# [What the exercise asks]
Count the lines of the data below that contain the string "white", treating uppercase and lowercase letters as distinct. Give only the number.
****************
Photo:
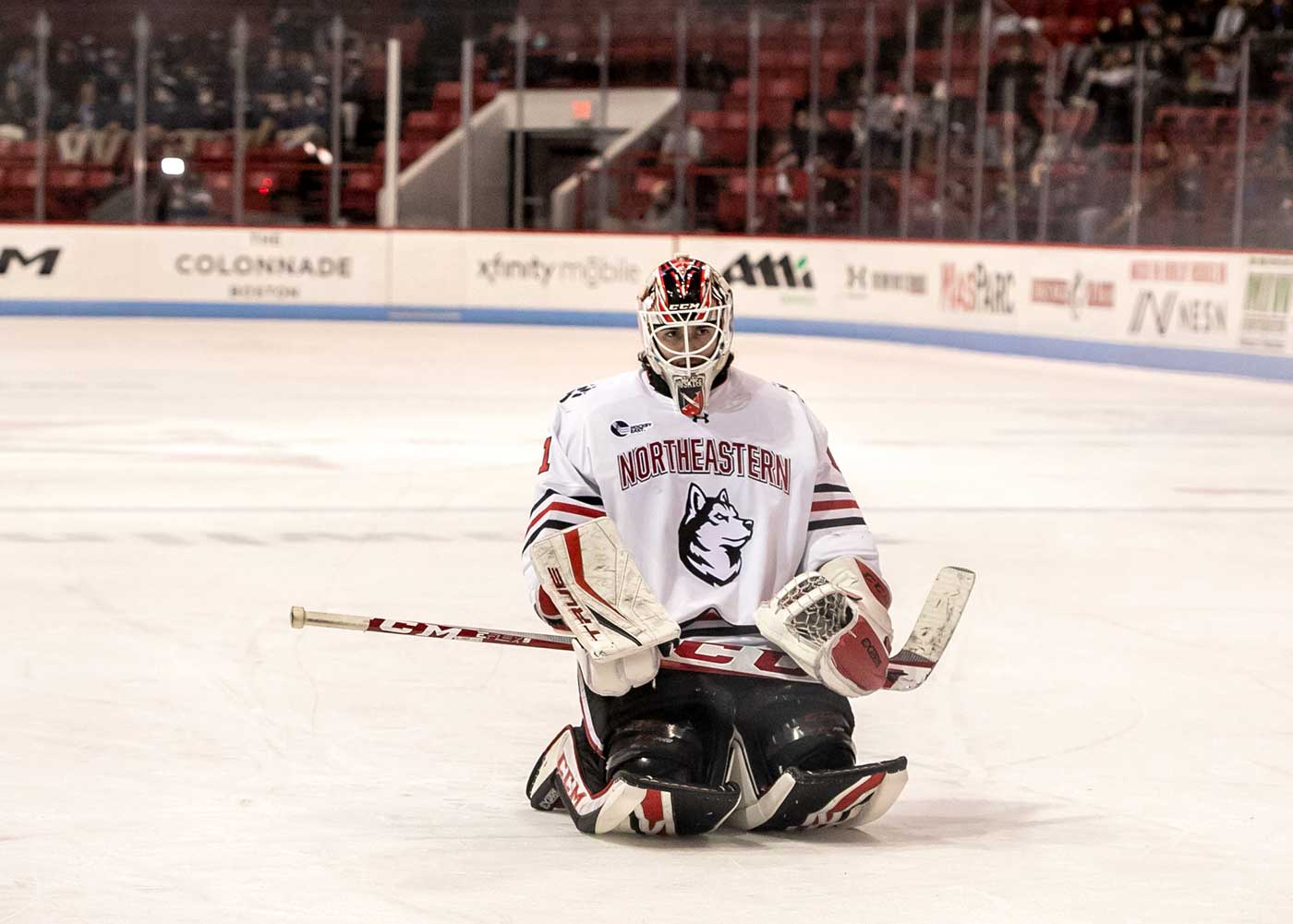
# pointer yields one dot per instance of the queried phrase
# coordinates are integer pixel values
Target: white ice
(1108, 739)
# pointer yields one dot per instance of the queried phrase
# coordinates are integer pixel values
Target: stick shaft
(908, 668)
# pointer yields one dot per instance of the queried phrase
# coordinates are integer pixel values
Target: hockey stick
(908, 668)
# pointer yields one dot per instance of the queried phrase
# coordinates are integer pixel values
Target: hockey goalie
(691, 500)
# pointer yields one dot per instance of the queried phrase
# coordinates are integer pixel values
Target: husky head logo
(711, 536)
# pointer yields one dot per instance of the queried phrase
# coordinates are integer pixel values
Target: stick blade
(933, 630)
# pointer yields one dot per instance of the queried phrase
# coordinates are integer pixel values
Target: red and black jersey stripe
(834, 506)
(556, 512)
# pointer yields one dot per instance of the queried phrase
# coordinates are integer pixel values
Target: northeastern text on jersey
(704, 456)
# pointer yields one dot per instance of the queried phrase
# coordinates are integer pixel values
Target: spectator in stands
(1017, 73)
(707, 73)
(1127, 29)
(1273, 16)
(1200, 17)
(65, 75)
(689, 145)
(123, 110)
(1111, 90)
(88, 113)
(22, 68)
(1230, 21)
(15, 112)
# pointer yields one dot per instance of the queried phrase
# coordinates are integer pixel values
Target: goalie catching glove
(834, 622)
(616, 619)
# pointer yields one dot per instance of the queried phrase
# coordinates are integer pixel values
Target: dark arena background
(288, 294)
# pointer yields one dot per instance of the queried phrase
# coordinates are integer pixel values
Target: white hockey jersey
(719, 512)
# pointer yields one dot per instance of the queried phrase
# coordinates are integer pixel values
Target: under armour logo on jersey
(711, 535)
(575, 393)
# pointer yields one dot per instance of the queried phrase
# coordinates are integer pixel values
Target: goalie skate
(812, 798)
(627, 803)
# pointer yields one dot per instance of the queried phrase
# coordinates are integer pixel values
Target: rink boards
(1202, 310)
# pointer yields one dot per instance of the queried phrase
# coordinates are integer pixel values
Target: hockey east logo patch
****************
# [Task response]
2